**Written request A:** In the records, rewrite the stretch from the line containing "Confirm that each instance of the side" through the line containing "[[121, 434]]", replacing "side table leg" with "coffee table leg" and changing nothing else.

**Source:**

───

In a further example, some or all of balloons 102A-F could be configured to establish a communication link with space-based satellites and/or other types of HAPs (e.g., drones, airplanes, airships, etc.) in addition to, or as an alternative to, a ground based communication link. In some embodiments, a balloon may communicate with a satellite or a high-altitude platform via an optical or RF link. However, other types of communication arrangements are possible.
As noted above, the balloons 102A-F may collectively function as a mesh network. More specifically, since balloons 102A-F may communicate with one another using free-space optical links or RF links, the balloons may collectively function as a free-space optical or RF mesh network. In a mesh-network configuration, each balloon may function as a node of the mesh network, which is operable to receive data directed to it and to route data to other balloons. As such, data may be routed from a source balloon to a destination balloon by determining an appropriate sequence of links between the source balloon and the destination balloon.
The network topology may change as the balloons move relative to one another and/or relative to the ground. Accordingly, the network 100 may apply a mesh protocol to update the state of the network as the topology of the network changes. The network 100 may also implement station-keeping functions using winds and altitude control or lateral propulsion to help provide a desired network topology. For example, station-keeping may involve some or all of balloons 102A-F maintaining and/or moving into a certain position relative to one or more other balloons in the network (and possibly in a certain position relative to a ground-based station or service area). As part of this process, each balloon may implement station-keeping functions to determine its desired positioning within the desired topology, and if necessary, to determine how to move to and/or maintain the desired position. For instance, the balloons may move in response to riding a wind current, or may move in a circular or other pattern as they station keep over a region of interest.
The desired topology may vary depending upon the particular implementation and whether or not the balloons are continuously moving. In some cases, balloons may implement station-keeping to provide a substantially uniform topology where the balloons function to position themselves at substantially the same distance (or within a certain range of distances) from adjacent balloons in the network 100. Alternatively, the network 100 may have a non-uniform topology where balloons are distributed more or less densely in certain areas, for various reasons. As an example, to help meet the higher bandwidth demands, balloons may be clustered more densely over areas with greater demand (such as urban areas) and less densely over areas with lesser demand (such as over large bodies of water). In addition, the topology of an example balloon network may be adaptable allowing balloons to adjust their respective positioning in accordance with a change in the desired topology of the network.

───

**Source data:**
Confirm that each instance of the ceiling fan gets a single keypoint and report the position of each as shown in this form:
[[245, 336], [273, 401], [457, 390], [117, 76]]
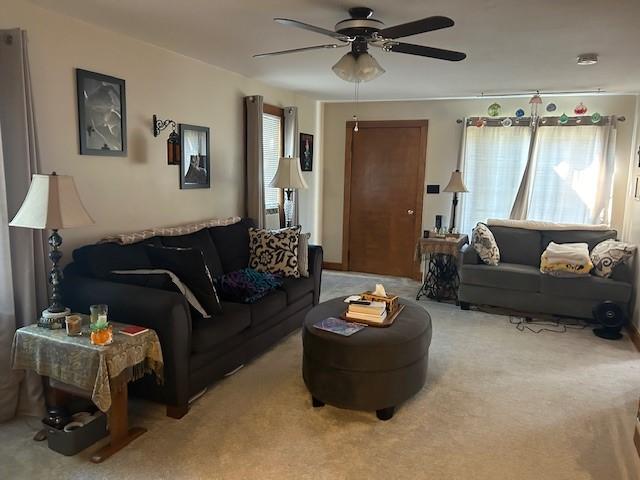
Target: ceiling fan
[[361, 31]]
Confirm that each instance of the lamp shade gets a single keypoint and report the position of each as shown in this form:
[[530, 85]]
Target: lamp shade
[[52, 202], [288, 174], [456, 184]]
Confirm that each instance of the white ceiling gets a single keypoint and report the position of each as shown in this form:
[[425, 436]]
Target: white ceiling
[[512, 45]]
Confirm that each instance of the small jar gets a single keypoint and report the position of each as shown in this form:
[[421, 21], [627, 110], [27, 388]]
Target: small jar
[[74, 325]]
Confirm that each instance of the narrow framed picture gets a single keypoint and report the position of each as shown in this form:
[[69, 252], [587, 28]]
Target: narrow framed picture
[[195, 171], [102, 114], [306, 152]]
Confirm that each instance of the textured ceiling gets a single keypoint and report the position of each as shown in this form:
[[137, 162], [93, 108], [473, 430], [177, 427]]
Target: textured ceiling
[[511, 45]]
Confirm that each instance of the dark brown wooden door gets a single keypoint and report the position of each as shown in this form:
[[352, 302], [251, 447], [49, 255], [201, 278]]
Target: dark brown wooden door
[[384, 184]]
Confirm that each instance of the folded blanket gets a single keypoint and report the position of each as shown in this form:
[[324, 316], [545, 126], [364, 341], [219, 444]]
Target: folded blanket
[[566, 260]]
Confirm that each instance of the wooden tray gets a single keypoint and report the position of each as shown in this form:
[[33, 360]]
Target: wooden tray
[[387, 321]]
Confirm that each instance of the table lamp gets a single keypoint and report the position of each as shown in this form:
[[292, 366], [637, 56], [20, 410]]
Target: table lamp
[[455, 185], [52, 203], [289, 177]]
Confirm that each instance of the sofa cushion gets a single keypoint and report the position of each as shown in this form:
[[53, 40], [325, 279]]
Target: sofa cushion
[[589, 287], [508, 276], [518, 245], [232, 243], [208, 332], [200, 240], [267, 307], [296, 288], [590, 237], [101, 259], [189, 266]]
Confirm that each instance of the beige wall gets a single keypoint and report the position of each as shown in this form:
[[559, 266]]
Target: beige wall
[[141, 190], [442, 149]]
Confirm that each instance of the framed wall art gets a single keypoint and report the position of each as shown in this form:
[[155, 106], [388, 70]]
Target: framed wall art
[[102, 114], [195, 171], [306, 152]]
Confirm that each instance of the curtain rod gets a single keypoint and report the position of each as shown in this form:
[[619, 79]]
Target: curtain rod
[[620, 118]]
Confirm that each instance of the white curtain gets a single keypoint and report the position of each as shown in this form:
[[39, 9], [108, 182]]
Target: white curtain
[[23, 292], [546, 172], [494, 162], [573, 168]]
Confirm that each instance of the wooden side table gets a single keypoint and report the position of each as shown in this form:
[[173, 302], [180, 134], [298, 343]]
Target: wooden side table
[[440, 255], [103, 372]]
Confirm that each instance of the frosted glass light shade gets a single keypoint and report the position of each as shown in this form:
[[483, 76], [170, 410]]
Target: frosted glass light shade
[[361, 69], [456, 184], [289, 174], [52, 202]]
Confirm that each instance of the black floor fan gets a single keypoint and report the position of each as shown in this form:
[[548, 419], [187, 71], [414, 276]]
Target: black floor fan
[[611, 319]]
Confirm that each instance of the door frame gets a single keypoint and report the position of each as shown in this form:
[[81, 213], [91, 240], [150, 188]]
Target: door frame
[[346, 212]]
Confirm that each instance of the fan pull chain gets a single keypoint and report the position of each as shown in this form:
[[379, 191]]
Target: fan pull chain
[[355, 117]]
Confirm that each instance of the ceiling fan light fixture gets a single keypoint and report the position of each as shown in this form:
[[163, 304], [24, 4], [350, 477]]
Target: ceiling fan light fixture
[[364, 68], [345, 68]]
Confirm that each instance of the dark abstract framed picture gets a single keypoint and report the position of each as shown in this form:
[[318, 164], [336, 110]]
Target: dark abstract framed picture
[[195, 169], [102, 114], [306, 152]]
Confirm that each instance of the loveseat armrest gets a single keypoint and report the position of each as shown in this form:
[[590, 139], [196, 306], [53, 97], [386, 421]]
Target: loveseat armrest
[[315, 270], [165, 312], [469, 255]]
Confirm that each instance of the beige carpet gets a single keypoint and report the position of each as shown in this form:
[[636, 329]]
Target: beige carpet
[[498, 404]]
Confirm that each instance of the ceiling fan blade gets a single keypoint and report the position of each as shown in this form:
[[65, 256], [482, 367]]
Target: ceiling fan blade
[[296, 50], [311, 28], [419, 26], [423, 51]]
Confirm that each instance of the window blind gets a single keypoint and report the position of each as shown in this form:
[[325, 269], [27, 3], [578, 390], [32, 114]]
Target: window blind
[[271, 152]]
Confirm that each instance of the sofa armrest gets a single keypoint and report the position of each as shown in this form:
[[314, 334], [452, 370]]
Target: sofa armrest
[[165, 312], [315, 270], [469, 255]]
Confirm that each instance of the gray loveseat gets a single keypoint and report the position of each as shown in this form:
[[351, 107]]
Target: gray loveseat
[[516, 282]]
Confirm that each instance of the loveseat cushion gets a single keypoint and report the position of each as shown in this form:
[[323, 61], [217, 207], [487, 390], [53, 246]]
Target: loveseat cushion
[[509, 276], [589, 287], [200, 240], [209, 332], [518, 245], [232, 243], [267, 307], [590, 237], [296, 288]]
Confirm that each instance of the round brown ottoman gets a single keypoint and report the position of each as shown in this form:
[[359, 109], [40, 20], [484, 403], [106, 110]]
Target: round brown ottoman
[[373, 369]]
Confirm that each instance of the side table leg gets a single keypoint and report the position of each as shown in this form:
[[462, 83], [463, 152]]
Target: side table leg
[[121, 434]]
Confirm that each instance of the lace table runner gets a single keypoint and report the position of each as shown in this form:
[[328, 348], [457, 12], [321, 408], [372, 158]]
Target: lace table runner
[[73, 360]]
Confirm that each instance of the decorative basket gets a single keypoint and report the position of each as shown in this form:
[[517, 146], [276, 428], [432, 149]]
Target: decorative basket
[[390, 300]]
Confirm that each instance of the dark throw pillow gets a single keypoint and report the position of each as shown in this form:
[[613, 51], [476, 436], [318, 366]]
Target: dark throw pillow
[[189, 265], [247, 285]]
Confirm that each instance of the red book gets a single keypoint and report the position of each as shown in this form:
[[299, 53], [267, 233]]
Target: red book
[[133, 330]]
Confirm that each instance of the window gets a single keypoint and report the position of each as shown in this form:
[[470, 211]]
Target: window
[[494, 163], [272, 125], [567, 171]]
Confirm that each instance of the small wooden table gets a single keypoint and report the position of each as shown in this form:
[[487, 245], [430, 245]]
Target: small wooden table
[[440, 266], [103, 372]]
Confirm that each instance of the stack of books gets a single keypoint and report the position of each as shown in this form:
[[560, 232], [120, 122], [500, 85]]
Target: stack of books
[[375, 312]]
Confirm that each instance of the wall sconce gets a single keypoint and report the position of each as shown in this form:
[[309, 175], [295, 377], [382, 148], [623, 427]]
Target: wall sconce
[[173, 142]]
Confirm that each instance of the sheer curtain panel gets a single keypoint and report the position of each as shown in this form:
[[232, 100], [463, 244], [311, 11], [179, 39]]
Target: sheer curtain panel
[[23, 290]]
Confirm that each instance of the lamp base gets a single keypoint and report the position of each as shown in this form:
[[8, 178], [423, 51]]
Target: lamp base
[[53, 320]]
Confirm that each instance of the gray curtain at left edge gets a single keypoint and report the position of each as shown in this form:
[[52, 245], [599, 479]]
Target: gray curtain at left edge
[[22, 251], [292, 149], [254, 186]]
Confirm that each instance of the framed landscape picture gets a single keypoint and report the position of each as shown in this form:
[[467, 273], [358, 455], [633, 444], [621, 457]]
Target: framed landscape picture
[[102, 114], [195, 169], [306, 152]]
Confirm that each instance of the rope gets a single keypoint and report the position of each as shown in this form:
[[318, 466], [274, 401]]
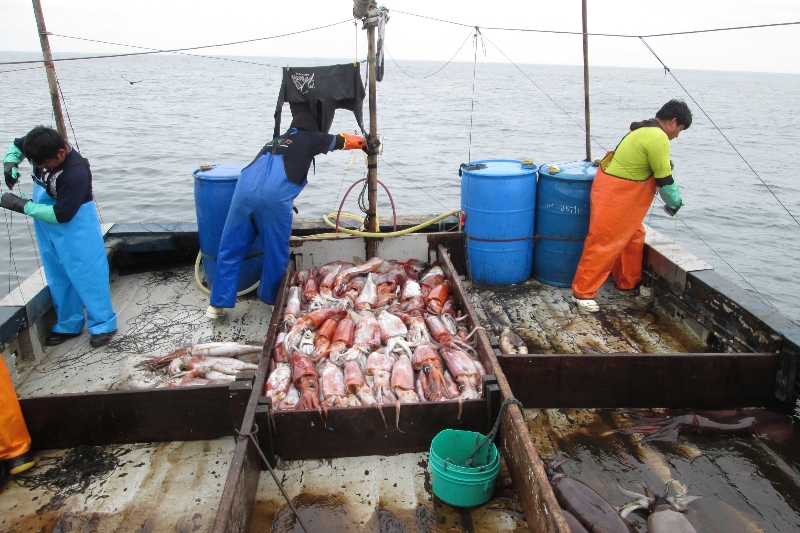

───

**Written request B:** In the balloon network text, why might balloons be spread more densely over some areas than over others?

**Written response A:**
Confirm that each instance of the coffee table leg gets a single keypoint and report the position of each as shown in this form:
[[462, 83], [463, 152]]
Target: coffee table leg
[[121, 434]]

**Written response B:** Balloons may be spread this way to help meet higher bandwidth demands. They may be clustered more densely over areas with greater demand, such as urban areas. Over areas with lesser demand, such as large bodies of water, they may be spread less densely.